## Begin DATA TO USE

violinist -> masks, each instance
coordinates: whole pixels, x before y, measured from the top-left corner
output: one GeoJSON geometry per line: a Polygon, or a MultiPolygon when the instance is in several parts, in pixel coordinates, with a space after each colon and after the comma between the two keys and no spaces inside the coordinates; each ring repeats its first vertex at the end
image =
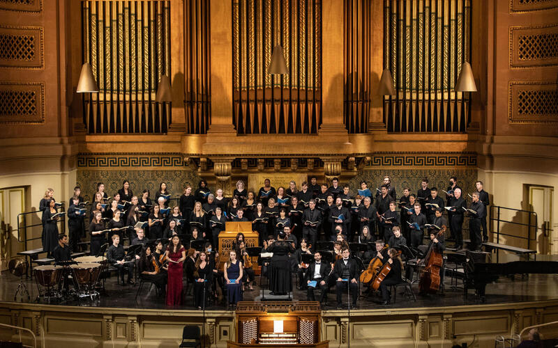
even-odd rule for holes
{"type": "Polygon", "coordinates": [[[160,271],[158,260],[156,259],[156,255],[151,253],[151,246],[144,246],[138,262],[138,271],[140,278],[144,281],[153,283],[158,290],[160,290],[167,284],[167,274],[160,271]]]}
{"type": "Polygon", "coordinates": [[[246,251],[246,244],[243,240],[241,240],[239,242],[237,246],[236,255],[239,255],[239,258],[241,258],[242,266],[244,267],[243,284],[248,283],[248,289],[253,290],[254,286],[252,283],[256,278],[256,275],[254,274],[254,269],[252,268],[252,260],[246,251]]]}
{"type": "Polygon", "coordinates": [[[388,287],[401,283],[401,271],[403,270],[403,262],[397,251],[391,248],[388,251],[388,255],[389,258],[387,262],[391,264],[391,270],[379,285],[382,305],[389,304],[391,292],[388,290],[388,287]]]}
{"type": "Polygon", "coordinates": [[[302,262],[302,254],[312,255],[310,251],[308,239],[306,238],[301,239],[301,247],[294,251],[294,253],[291,255],[291,260],[294,264],[294,269],[299,276],[299,290],[303,290],[306,287],[306,282],[304,278],[306,273],[308,264],[302,262]]]}
{"type": "Polygon", "coordinates": [[[322,253],[319,251],[314,253],[314,262],[308,266],[306,271],[306,285],[308,289],[308,301],[316,301],[316,298],[314,296],[314,290],[319,289],[319,302],[324,303],[324,306],[327,305],[328,277],[331,272],[331,267],[329,264],[322,262],[322,253]],[[308,285],[312,281],[316,282],[316,286],[308,286],[308,285]]]}
{"type": "Polygon", "coordinates": [[[348,248],[344,248],[341,255],[342,258],[335,261],[332,276],[336,280],[337,309],[342,309],[342,296],[347,293],[347,287],[352,299],[352,308],[356,309],[359,297],[359,265],[354,259],[349,258],[348,248]]]}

## End DATA TO USE

** TASK BRIEF **
Copy the items from their first line through the line that contains "coordinates: whole pixels, x", keeping every character as it is.

** PROBLEM SOLUTION **
violinist -> masks, each instance
coordinates: whole pixels, x before y, measured from the top-left corner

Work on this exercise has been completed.